:: Supplied material ::

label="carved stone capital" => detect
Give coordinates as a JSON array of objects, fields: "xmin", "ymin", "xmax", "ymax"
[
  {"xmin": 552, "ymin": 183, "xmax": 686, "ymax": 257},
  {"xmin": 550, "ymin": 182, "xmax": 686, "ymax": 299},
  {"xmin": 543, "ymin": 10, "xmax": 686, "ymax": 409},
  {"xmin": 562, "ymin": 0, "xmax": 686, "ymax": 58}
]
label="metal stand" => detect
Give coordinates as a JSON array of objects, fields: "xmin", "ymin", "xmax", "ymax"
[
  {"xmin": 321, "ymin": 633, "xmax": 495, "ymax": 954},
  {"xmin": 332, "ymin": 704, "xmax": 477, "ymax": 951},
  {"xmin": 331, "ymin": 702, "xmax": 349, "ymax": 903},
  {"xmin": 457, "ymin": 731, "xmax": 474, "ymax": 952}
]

:::

What the task requires: Nothing added, nothing dropped: copy the data above.

Answer for this exercise:
label="carved stone capital" => detect
Give coordinates as a JSON array of objects, fields: "xmin", "ymin", "xmax", "ymax"
[
  {"xmin": 552, "ymin": 183, "xmax": 686, "ymax": 257},
  {"xmin": 550, "ymin": 182, "xmax": 686, "ymax": 299},
  {"xmin": 543, "ymin": 10, "xmax": 686, "ymax": 409},
  {"xmin": 562, "ymin": 0, "xmax": 686, "ymax": 58}
]
label="metal stand" => detect
Give coordinates as a JSON array of objects, fields: "xmin", "ymin", "xmax", "ymax"
[
  {"xmin": 321, "ymin": 633, "xmax": 495, "ymax": 954},
  {"xmin": 332, "ymin": 704, "xmax": 477, "ymax": 951},
  {"xmin": 331, "ymin": 702, "xmax": 349, "ymax": 903},
  {"xmin": 457, "ymin": 731, "xmax": 474, "ymax": 952}
]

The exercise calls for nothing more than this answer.